- [DATASET RECORDS]:
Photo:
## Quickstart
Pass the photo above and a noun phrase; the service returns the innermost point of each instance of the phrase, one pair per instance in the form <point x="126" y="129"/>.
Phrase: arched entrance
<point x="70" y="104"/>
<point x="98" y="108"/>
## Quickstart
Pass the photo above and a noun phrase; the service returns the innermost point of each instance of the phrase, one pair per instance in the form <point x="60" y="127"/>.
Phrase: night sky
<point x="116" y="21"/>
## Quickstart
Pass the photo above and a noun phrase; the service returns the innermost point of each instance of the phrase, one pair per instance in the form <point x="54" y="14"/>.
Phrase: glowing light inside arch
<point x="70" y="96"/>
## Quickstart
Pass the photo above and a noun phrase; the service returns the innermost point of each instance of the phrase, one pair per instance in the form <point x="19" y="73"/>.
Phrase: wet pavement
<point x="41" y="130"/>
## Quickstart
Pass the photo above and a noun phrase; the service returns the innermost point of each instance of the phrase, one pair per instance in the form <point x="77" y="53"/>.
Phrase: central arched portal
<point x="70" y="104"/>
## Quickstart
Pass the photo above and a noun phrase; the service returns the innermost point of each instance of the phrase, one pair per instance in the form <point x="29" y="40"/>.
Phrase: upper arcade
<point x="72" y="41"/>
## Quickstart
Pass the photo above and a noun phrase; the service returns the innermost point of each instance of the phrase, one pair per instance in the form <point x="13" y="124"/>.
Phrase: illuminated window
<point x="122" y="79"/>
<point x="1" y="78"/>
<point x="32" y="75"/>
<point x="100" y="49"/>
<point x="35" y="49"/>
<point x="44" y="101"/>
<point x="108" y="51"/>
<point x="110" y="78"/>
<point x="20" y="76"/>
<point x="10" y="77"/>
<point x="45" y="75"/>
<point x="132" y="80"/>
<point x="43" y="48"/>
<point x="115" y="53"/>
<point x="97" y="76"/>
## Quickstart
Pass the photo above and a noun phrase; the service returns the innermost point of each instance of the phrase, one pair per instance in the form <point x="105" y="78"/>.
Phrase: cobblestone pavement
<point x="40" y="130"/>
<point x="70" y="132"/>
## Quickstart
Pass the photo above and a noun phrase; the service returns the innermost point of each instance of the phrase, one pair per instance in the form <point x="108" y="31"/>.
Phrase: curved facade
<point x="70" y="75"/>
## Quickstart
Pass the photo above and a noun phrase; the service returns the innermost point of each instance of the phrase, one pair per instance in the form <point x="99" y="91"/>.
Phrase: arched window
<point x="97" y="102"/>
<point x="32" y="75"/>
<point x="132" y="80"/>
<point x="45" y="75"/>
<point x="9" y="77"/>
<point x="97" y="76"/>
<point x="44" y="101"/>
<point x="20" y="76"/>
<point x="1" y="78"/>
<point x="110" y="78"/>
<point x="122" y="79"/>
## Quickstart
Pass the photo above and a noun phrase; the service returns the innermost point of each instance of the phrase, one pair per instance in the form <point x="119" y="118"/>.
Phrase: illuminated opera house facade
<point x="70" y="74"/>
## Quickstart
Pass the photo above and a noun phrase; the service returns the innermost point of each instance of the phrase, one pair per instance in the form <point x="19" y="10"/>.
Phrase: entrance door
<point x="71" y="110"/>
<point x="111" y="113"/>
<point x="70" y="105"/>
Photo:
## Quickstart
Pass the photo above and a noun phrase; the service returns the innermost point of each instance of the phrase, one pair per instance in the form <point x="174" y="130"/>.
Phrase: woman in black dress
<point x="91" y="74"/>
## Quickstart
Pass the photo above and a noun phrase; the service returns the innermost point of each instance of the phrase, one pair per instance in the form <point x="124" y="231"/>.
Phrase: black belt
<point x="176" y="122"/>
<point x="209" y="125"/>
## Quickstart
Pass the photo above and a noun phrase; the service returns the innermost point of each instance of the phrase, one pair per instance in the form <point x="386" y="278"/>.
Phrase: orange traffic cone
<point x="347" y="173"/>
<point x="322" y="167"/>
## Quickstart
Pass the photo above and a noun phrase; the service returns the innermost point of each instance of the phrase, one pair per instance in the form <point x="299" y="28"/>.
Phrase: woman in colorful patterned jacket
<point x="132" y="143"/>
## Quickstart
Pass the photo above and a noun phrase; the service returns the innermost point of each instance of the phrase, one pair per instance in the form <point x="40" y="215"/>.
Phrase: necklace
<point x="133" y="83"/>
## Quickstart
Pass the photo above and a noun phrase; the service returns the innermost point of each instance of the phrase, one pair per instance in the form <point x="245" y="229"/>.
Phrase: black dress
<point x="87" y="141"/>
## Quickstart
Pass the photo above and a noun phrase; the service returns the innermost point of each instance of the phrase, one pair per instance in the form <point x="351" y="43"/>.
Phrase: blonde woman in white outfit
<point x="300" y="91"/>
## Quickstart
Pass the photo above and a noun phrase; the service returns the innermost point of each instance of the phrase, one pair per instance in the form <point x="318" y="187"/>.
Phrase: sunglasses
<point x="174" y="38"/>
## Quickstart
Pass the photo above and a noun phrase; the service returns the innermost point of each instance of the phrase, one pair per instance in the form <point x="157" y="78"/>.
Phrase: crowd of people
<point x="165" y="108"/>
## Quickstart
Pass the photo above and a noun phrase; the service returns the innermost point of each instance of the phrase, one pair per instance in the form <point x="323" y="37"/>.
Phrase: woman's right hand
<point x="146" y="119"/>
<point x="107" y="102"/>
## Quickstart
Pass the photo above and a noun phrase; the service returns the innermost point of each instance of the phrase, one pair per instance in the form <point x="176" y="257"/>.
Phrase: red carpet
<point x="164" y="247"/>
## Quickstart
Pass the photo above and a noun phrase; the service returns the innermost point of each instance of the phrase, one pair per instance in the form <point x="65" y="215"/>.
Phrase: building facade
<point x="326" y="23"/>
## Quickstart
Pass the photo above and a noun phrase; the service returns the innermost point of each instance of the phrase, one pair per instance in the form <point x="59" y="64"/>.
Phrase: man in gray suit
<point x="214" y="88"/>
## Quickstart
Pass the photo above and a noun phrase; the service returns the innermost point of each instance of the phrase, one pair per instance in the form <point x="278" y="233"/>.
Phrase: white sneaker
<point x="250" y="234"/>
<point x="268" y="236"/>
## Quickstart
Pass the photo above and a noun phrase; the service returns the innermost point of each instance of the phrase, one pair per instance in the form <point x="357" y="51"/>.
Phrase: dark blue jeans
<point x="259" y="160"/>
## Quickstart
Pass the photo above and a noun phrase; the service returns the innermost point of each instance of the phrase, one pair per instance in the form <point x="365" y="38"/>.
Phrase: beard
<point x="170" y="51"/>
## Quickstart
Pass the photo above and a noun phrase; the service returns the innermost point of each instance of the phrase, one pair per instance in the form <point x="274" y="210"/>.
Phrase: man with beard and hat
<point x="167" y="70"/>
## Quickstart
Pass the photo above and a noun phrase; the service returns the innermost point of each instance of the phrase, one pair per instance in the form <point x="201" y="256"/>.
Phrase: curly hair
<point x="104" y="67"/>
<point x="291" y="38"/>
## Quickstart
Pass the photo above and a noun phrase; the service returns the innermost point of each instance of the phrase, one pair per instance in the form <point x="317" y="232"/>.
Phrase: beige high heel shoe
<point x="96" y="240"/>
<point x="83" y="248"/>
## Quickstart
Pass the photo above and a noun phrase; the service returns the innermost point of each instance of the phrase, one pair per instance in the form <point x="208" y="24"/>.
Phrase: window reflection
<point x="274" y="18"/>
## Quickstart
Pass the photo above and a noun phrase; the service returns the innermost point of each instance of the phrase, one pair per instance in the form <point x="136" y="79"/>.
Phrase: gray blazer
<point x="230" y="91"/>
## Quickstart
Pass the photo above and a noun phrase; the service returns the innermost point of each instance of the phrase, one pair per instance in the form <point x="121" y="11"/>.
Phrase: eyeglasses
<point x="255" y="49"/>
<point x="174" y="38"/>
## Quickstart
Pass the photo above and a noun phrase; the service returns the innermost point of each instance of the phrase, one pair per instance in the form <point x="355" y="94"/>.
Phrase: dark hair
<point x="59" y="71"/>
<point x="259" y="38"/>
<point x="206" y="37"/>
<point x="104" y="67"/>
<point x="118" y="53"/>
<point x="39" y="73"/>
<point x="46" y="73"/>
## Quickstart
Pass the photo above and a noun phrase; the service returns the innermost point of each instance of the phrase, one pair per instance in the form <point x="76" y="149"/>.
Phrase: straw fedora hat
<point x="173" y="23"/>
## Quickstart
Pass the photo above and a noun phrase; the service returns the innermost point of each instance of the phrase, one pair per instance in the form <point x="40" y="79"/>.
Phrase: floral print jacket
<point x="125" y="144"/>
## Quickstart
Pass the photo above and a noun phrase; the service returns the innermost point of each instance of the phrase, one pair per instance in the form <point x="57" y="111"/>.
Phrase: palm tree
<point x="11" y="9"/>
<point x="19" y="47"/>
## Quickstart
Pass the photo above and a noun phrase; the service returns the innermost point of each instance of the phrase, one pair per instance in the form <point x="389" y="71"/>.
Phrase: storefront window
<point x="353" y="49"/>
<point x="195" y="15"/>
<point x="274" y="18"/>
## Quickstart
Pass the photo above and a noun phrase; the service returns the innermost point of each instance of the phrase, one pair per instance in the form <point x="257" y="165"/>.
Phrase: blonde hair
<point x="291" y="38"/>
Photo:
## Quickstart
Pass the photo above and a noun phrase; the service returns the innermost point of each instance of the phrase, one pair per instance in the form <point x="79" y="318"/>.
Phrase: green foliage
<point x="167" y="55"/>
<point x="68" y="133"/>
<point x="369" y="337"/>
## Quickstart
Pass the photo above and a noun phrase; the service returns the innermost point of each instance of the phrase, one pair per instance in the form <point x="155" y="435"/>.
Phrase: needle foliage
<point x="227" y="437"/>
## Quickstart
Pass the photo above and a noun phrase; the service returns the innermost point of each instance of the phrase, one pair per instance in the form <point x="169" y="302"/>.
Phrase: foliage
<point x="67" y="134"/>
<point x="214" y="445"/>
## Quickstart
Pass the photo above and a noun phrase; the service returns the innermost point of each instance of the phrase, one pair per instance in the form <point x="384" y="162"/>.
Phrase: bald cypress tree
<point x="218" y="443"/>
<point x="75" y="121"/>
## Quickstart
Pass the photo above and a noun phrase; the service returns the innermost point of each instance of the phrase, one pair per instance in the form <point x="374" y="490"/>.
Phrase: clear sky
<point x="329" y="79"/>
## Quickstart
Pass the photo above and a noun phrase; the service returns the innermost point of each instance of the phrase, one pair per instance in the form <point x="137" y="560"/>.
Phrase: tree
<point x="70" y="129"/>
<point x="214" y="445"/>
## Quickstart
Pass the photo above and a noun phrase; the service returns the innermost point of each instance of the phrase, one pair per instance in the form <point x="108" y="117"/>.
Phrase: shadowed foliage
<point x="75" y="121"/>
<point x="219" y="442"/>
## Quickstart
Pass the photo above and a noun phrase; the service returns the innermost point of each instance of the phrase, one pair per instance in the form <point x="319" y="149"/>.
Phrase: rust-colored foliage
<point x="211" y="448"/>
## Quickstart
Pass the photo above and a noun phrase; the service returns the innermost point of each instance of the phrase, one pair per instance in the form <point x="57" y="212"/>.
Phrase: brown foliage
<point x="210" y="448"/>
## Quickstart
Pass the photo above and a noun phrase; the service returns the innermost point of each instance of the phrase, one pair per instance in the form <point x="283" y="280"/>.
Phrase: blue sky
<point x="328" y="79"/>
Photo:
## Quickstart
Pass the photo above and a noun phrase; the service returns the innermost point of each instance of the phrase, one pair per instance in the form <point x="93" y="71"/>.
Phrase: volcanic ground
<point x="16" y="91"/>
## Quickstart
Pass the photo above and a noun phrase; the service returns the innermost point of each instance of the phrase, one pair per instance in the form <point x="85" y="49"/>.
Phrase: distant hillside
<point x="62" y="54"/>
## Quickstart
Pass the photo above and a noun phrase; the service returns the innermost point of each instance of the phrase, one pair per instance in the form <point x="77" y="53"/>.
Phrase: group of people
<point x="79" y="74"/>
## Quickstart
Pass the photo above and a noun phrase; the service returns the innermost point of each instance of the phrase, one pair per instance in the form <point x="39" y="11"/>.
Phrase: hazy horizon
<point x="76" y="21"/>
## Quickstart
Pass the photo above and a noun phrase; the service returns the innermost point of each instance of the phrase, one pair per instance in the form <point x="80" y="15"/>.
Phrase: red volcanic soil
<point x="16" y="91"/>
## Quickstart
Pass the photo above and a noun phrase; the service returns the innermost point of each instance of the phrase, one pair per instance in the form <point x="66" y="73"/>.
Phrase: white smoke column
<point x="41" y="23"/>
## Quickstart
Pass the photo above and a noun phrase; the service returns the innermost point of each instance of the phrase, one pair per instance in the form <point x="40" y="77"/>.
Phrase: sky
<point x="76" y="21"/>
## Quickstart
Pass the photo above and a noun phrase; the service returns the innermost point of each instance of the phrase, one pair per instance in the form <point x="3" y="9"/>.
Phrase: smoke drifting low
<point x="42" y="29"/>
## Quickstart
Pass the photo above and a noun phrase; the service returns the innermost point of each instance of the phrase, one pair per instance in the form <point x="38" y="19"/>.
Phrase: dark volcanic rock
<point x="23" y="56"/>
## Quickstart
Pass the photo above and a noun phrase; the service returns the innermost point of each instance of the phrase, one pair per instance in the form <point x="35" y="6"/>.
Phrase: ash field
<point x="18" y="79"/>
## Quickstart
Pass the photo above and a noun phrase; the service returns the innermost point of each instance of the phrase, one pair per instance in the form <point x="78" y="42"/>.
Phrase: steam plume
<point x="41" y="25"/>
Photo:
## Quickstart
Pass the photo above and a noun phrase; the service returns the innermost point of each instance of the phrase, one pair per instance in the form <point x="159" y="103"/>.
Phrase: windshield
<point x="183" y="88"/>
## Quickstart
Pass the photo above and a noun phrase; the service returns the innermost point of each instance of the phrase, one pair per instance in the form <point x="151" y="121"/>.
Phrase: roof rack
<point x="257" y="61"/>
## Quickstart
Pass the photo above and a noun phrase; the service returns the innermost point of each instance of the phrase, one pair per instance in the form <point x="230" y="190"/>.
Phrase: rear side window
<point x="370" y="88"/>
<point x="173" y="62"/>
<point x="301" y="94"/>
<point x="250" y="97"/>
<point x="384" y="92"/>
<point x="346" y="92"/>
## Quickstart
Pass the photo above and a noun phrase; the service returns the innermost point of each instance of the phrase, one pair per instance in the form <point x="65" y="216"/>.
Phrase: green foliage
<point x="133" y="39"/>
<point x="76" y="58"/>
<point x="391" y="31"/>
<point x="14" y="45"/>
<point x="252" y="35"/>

- [DIRECTIVE]: Identify each line of the data above that contains the string "woman", treating uppercase and lowercase letters as distinct, and copy every such line.

- [RESULT BELOW]:
Phrase: woman in black dress
Phrase: woman in colorful patterned jacket
Phrase: blonde woman in white outfit
Phrase: woman's right hand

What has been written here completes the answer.